* **Listed entries**
-- -- --

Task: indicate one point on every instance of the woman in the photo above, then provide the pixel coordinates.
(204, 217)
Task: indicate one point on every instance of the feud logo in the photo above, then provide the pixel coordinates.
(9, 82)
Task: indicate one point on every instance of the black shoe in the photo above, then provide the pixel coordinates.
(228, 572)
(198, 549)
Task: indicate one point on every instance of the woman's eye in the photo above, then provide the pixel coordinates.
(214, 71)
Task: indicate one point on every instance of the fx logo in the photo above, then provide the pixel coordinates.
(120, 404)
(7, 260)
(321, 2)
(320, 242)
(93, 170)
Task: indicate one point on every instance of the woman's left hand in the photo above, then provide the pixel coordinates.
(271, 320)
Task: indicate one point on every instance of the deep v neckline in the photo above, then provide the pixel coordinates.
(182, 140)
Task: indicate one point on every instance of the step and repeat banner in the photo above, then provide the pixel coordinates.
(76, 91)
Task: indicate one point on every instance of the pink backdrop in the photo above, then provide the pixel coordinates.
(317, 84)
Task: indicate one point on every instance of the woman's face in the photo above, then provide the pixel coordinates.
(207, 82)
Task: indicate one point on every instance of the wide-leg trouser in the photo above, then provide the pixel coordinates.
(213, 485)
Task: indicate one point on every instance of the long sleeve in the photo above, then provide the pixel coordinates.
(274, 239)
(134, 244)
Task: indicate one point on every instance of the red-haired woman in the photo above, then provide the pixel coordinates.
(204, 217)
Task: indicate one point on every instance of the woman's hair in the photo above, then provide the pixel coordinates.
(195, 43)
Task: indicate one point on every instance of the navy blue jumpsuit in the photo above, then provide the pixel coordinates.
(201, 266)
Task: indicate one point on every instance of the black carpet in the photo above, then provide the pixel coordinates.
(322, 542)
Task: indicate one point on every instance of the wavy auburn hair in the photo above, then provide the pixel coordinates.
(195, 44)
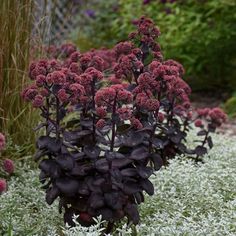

-- -- --

* **What you should do**
Set down each of the records precisely, leaving any pictures behind.

* **Task solution**
Task: indicate one point on every instance of the woman in the photo above, then provide the pixel coordinates.
(204, 217)
Task: indicate one point on every instance of the feud logo in the photo above, then provide the pixel coordinates.
(9, 82)
Task: indicate one point on every instance of the black shoe in the photo above, then provide the pixel coordinates.
(228, 572)
(198, 549)
Task: indicate one point on every instance of the woman's eye in the photo above, then provide the pixel coordinates.
(214, 71)
Task: indicate one point on every instance of the fx logo in the photo above, then provide the pixel coordinates.
(120, 404)
(7, 260)
(321, 2)
(320, 242)
(93, 170)
Task: indicate one point on every instance of the woman's left hand in the photo above, then provide the pixel coordinates.
(271, 320)
Task: indicate one point on every instance of the deep v neckline in the photo above, then provide the pixel coordinates.
(182, 140)
Task: indicate one point on every instance of the step and repeat banner in the photo above, then provide the pixel coordinates.
(76, 91)
Task: indicate one point on every instance of the pink backdrop in the photo above, then provide the pixel coordinates.
(317, 84)
Task: indicate one point on every instance of the woman's face in the photo above, then provide the pixel coordinates.
(207, 82)
Task: indicate one point on every instance of the wide-leg trouser in the photo above, then provide the pixel coordinates.
(213, 485)
Task: indicate one point on every instance of the long sleeve in the photo above, then provide the pixel coordinates.
(274, 239)
(134, 244)
Task: indicate one point on every instance of the red-haired woman in the photo above, then provide the pixel coordinates.
(204, 217)
Task: indicate one point on every instance of the woman's hair in the photo above, then provide the pixel coordinates.
(195, 43)
Task: indicate one point on every instance of the navy blue jumpsuit in the photo above, then provide the pixel coordinates.
(201, 266)
Task: indicate one point on every instance of the black carpet in the photo above, then provide the pixel coordinates.
(322, 542)
Task: indicate one point on every instance of the wavy auburn hair in the photo above, then provide the pixel coordinates.
(195, 44)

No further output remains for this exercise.